*What you are asked to do*. Rewrite the records below, changing "with a single dot" to "with exactly one dot" and leaving everything else as it is.

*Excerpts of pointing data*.
————

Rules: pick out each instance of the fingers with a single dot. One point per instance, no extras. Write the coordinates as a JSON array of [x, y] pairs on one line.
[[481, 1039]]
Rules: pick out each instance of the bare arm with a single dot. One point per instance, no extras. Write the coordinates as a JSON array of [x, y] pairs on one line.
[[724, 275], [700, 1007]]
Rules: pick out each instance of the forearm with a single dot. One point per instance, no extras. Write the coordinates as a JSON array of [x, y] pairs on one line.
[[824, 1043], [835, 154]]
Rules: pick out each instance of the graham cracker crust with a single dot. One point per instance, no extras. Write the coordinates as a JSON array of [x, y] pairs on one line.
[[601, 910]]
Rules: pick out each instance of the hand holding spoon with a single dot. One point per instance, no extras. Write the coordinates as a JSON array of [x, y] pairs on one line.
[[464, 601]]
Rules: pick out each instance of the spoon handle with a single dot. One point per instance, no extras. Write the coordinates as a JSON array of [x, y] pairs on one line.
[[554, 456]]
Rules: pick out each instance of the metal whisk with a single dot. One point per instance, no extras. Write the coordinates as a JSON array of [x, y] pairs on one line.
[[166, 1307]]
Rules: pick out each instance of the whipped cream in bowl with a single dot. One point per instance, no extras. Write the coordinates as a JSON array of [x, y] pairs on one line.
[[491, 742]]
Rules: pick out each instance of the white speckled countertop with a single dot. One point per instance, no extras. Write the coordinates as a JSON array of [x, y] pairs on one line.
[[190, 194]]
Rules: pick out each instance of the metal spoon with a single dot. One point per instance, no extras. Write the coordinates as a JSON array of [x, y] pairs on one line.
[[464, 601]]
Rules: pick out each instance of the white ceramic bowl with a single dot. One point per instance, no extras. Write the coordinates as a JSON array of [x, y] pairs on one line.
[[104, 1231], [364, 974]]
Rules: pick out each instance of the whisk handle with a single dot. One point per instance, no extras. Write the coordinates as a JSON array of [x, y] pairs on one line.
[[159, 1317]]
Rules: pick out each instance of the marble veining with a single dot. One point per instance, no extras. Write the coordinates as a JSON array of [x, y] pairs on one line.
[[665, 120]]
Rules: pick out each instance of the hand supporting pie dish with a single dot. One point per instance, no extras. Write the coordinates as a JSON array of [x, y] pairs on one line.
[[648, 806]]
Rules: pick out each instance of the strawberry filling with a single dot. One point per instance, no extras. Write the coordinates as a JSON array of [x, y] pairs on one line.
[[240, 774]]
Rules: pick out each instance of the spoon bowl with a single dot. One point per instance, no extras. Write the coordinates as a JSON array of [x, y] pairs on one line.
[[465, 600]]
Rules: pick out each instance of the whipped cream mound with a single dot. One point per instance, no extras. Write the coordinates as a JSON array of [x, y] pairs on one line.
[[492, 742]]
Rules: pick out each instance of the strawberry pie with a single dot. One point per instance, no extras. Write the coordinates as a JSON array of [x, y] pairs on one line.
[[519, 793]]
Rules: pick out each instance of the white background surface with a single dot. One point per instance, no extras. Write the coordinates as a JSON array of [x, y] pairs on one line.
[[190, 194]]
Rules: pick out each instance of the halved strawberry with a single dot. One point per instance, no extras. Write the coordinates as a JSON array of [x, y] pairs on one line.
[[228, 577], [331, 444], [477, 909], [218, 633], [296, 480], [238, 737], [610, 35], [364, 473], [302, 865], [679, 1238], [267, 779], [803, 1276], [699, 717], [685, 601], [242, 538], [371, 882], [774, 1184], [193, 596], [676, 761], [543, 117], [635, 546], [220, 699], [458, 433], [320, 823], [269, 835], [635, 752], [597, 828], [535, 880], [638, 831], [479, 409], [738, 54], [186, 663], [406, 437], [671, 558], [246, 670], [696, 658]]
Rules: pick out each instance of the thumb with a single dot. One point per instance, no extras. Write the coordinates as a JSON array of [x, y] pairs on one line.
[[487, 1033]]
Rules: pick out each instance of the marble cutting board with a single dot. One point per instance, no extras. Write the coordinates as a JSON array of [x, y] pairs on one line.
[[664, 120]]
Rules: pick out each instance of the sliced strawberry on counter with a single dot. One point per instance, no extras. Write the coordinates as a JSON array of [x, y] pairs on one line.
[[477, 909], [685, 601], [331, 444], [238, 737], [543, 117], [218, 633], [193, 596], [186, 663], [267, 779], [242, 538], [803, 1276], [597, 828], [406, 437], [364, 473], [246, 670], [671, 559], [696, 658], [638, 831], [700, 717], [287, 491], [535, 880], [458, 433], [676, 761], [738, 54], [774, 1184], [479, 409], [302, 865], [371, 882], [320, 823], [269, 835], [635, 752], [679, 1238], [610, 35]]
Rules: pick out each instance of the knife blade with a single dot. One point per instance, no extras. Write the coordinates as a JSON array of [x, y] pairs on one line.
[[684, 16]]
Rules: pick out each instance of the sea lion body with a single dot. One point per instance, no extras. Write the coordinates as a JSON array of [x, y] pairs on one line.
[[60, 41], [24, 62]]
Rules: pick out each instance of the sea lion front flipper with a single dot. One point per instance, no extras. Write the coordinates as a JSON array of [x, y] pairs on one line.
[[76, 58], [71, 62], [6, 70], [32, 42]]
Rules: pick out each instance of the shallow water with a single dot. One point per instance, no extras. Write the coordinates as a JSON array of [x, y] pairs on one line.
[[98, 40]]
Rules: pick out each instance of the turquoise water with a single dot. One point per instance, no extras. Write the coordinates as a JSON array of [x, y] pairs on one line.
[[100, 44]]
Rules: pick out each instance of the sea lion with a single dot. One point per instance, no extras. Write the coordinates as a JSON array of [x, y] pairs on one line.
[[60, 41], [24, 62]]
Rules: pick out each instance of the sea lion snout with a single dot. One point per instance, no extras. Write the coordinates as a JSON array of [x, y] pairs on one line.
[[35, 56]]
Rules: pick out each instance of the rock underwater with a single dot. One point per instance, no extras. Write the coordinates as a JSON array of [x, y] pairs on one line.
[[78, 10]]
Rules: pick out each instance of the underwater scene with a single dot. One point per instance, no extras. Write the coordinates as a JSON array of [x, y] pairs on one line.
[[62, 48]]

————

*Solution for this exercise*.
Rules: pick out each instance of the fingers with exactly one dot. One point per instance, no extras. Write the coordinates as a JSON array of [x, y] pairs on one line.
[[481, 1039]]
Rules: pick out each instance of the bare arm with exactly one dot. One point per instance, no extras. Write the coordinates as a JSON array of [x, y] pairs on one line.
[[724, 275], [700, 1007]]
Rules: pick out each instance of the forearm with exactly one dot. One point per instance, no extras. Write the coordinates as a JSON array of [x, y] pairs on one line.
[[824, 1043], [835, 154]]
Rules: pick out each instance of the graham cracker crust with exactly one dot. One point per instance, no extras. Write the coordinates as a JSON array of [x, y] pairs on one line.
[[601, 910]]
Rules: pick out each instance of the hand holding spoon with exactly one dot. One point per instance, no extras. Write the coordinates as a JSON array of [x, y] pairs on one line.
[[464, 601]]
Rules: pick out each instance of the spoon handle with exactly one dot. One point per instance, no extras. Write the coordinates as a JSON array of [x, y] pairs on one line.
[[554, 456]]
Rules: pick out each instance of the metal whisk with exactly one dot. One point per instance, no extras. Write the coordinates as a JSON array of [x, y] pairs on one line.
[[166, 1307]]
Rules: pick out each instance of the whipped cream in bowl with exactly one dot. One point per instance, no extras. Write the coordinates as a JSON array of [x, y] pairs on one line.
[[491, 742]]
Rules: pick out each instance of the white speckled countertop with exactly one dot. One point per instance, no extras. Write the coordinates as a JSON array of [x, y] pairs on one line.
[[190, 194]]
Rules: pick out each instance of the metal spoon with exactly one dot. One point per instance, no extras. Write the coordinates as a JSON array of [x, y] pairs on one line.
[[464, 601]]
Rules: pick out each instance of the white ceramic bowl with exactly one dot. One point per instance, no extras. Write the coordinates as a JSON array of [x, y] pairs on one line.
[[104, 1231], [364, 974]]
Rules: pick out each instance of the whisk handle with exactly one dot. One point per instance, no extras. Write the coordinates as a JSON array of [x, y] pairs on one line.
[[159, 1317]]
Rules: pick out each instance of the marble veining with exactly one dot. One point per instance, no extras. Write the coordinates as a JSON array of [x, y] pairs on one line.
[[665, 120]]
Rules: pick out each instance of the hand supporting pie dish with exactly one dot. One point per instance, no extras. Write the coordinates as a JSON array of [x, y] pairs on one line.
[[648, 806]]
Rules: pick out each instance of the strawberry filling with exactly one dot. One point per instance, no extras. Write the coordinates as a JSON array of [x, y] pairs on one line.
[[240, 774]]
Rules: pick out each instance of the spoon bowl with exactly one dot. One point per instance, no extras. Write the coordinates as a JSON array of [x, y] pairs on one line.
[[465, 600]]
Rules: pick out each instance of the whipped cream mound with exactly one dot. One point per instance, no extras. Write the coordinates as a JSON array of [x, y] pairs on one line.
[[492, 742]]
Rules: pick out each instance of the strawberry pie with exactly one dot. One point per instance, no extras. Write the coordinates as a JSON array of [x, y] pairs on one line.
[[519, 793]]
Rules: pick out each instance of the white background surface with exactly one dot. One point per instance, no extras. Write the coordinates as a JSON array of [x, y] pairs on one line.
[[190, 194]]
Rules: pick out each instance of the halved strawberry with exactly one dot. One point per instance, no extras. Write the coordinates as a JSON array of [x, y] pairs on one line.
[[228, 577], [331, 444], [477, 909], [218, 633], [296, 480], [238, 737], [610, 35], [364, 473], [302, 865], [679, 1238], [267, 779], [803, 1276], [699, 717], [685, 601], [242, 538], [371, 882], [774, 1184], [193, 596], [676, 761], [543, 117], [635, 546], [220, 699], [458, 433], [320, 823], [269, 835], [635, 752], [597, 828], [535, 880], [638, 831], [479, 409], [738, 54], [186, 663], [406, 437], [671, 558], [246, 670], [696, 658]]
Rules: pick out each instance of the thumb with exactly one dot. One point per instance, no extras. Write the coordinates as a JSON array of [x, y] pairs on one line.
[[487, 1033]]
Rules: pick out each instance of the marble cutting board with exactly one dot. One point per instance, no extras. Write the coordinates as a JSON array of [x, y] pairs on one line.
[[664, 120]]
Rules: pick out each instance of the sliced strawberry on counter with exactly one dot. One point per instance, no extras. Write the coordinates as a JSON array of [x, y] pairs on one line.
[[477, 909], [685, 601], [331, 444], [238, 737], [543, 117], [218, 633], [193, 596], [186, 663], [267, 779], [242, 538], [803, 1276], [597, 828], [406, 437], [364, 473], [246, 670], [671, 559], [696, 658], [638, 831], [700, 717], [287, 491], [535, 880], [458, 433], [676, 761], [738, 54], [774, 1184], [479, 409], [302, 865], [371, 882], [320, 823], [269, 835], [635, 752], [679, 1238], [610, 35]]
Rules: pick out each instance of the knife blade with exactly one dot. One point per instance, no extras. Write the coordinates as a JSON array of [x, y] pairs on one line.
[[684, 16]]
Rules: pick out each instance of the sea lion body with exactly one dot. One point per instance, no extras. Write the coordinates as a JSON array of [x, y] pairs on one line.
[[60, 41], [24, 62]]
Rules: pick out each instance of the sea lion front flipper with exactly one dot. One point per instance, no extras. Write the coordinates as a JSON array of [x, y] pairs on one line.
[[76, 58], [71, 62], [6, 70], [32, 42]]
Rules: pick out each instance of the shallow water with exactly one dot. One point per instance, no extras. Write the coordinates as a JSON array of [x, y] pairs on one line.
[[98, 40]]
Rules: pick out each instance of the turquoise water with exactly one dot. One point per instance, no extras. Write the coordinates as a JSON array of [x, y] pairs on one line.
[[100, 44]]
Rules: pick out each instance of the sea lion with exactly one dot. One point per instance, no extras. Write the coordinates as a JSON array of [x, y] pairs on one line.
[[60, 41], [24, 62]]
Rules: pick out each instance of the sea lion snout with exactly one dot. One point per instance, no extras. Write the coordinates as a JSON array of [x, y] pairs on one line.
[[35, 56]]
Rules: pick out each instance of the rock underwater with exactly one dot. One point per instance, no extras. Write the coordinates as a JSON array of [x, y] pairs on one line.
[[78, 10]]
Rules: pick out each instance of the underwater scene with exactly one dot. One point per instance, no extras. Write the coordinates as a JSON array of [x, y] pairs on one line.
[[62, 48]]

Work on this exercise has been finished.